▶ WHAT TO DO
From the review of Habits of Devotion below, extract the passage from "Popular writing about" to "developed and changed." word for word.

(Beginning of PAGE EXTRACT)

Essays on public and private prayer,
Marian devotions, Confession and the
Eucharist explore the changes that led
to and occurred after Vatican II.
The authors, all respected academics,
have produced uniformly well-written
scholarly essays accessible to the lay
reader, and the skillful editing of James
O’Toole has given us a book free of thematic
or factual repetition.
Popular writing about Catholic devotional
spirituality can suffer from sentimentality,
superficiality or polemics.
Habits of Devotion is a good antidote
to that affliction. It provides solid factual
information about religious practices
and explores the theological, social
and political context within which
devotions developed and changed.
In a strong opening essay, “The
Catholic Community at Prayer, 1926-1976,” Joseph Chinnici, O.F.M., rejects
the recent tradition that “describes the
1960s in terms of a time before and a time
after the Second Vatican Council. To
some extent, such a periodization,
emphasizing as it does ‘revolutionary
change,’ has left the community with
an unusable past....In the contemporary
context, such a view has been
fueled by the politico-ecclesial polarizations
still present in the community
between ‘restorationists’ and ‘progressives.’
The present work seeks to examine
the changing patterns of prayer and
practice from a longer perspective.”
The substance and style of religious
practices were shaped by many factors,
which could include theology, institutional
and pastoral needs that ranged
from maintaining a Catholic identity in
Protestant America or responding to
secularism and atheistic Communism,
to maintaining boundaries between
clergy and an increasingly educated,
affluent and professionally successful
Catholic laity.
Paula Kane’s essay on Marian devotions
from 1940 to the present illustrates
how complex these developments
and interpretations are. Marian devotions
strengthened the distinctiveness
of Catholic identity and functioned as
a “boundary against the other Christian
churches.” During the Cold War the
Virgin Mary was enlisted both to fight
against Communism (“the
woman the Reds fear most”)
and to foster a “submissive
model” of feminine spirituality:
“surrender to God’s
will, self-sacrifice, spiritual
victimhood....”
Kane analyzes the polarization
of Marian imagery
in the post-Vatican II period
when efforts “to reclaim
Mary as a progressive symbol”
have met with only
partial success. A growing
conservative Mariology has developed
strong apocalyptic overtones.
O’Toole’s “In the Court of Conscience:
American Catholics and Confession,
1900-1975” offers an excellent
understanding of the theology and
practice of this sacrament that was
“central to Catholic practice” for 150
years: “This was a moral universe in
which even the most ordinary believers
had dozens of opportunities every
day to sever their connection with God,
perhaps completely. Confession offered
the chance to undo that damage and
set things right again.”
O’Toole explores why
this “important marker of
denominational identity”
would disappear almost
completely in the 1970s and
suggests one reason was the
changed self-image and increased
sense of autonomy
(“gone was an automatic
deference to priestly authority...”)

(End of PAGE EXTRACT)
(Beginning of PROVIDED MATERIAL)

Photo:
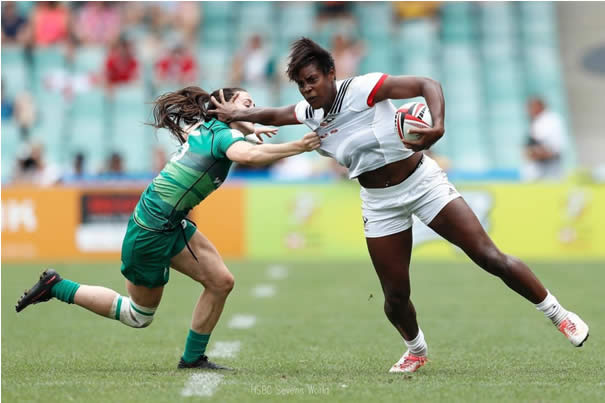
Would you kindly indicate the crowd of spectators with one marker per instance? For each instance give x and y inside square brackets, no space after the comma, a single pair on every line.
[133,35]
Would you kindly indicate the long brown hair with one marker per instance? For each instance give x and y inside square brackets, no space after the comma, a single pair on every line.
[185,107]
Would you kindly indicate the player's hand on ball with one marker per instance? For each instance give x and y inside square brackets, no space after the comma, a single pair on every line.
[267,131]
[224,110]
[426,137]
[310,141]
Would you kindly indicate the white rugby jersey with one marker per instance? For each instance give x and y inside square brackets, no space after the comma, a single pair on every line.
[358,133]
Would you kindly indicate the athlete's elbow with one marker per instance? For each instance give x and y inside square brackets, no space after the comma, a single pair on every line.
[254,158]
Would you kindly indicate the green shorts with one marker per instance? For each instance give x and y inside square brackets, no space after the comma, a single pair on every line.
[146,254]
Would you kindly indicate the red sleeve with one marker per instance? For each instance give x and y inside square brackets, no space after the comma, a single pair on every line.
[375,89]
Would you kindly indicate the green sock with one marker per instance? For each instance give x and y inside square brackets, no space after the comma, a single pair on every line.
[65,290]
[195,346]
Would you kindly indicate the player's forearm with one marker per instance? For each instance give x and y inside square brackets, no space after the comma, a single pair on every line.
[433,94]
[265,116]
[264,154]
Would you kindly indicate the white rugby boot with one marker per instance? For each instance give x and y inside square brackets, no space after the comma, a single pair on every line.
[574,328]
[408,363]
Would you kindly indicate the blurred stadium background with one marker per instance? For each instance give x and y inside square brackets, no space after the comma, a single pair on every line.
[77,82]
[75,93]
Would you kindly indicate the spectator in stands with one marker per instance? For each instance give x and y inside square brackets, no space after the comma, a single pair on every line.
[545,143]
[50,23]
[33,169]
[408,10]
[14,26]
[115,165]
[330,10]
[77,171]
[98,23]
[187,20]
[121,65]
[253,63]
[347,54]
[7,104]
[177,66]
[25,113]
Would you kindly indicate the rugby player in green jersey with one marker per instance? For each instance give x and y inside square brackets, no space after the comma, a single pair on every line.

(End of PROVIDED MATERIAL)

▶ TASK OUTPUT
Popular writing about Catholic devotional
spirituality can suffer from sentimentality,
superficiality or polemics.
Habits of Devotion is a good antidote
to that affliction. It provides solid factual
information about religious practices
and explores the theological, social
and political context within which
devotions developed and changed.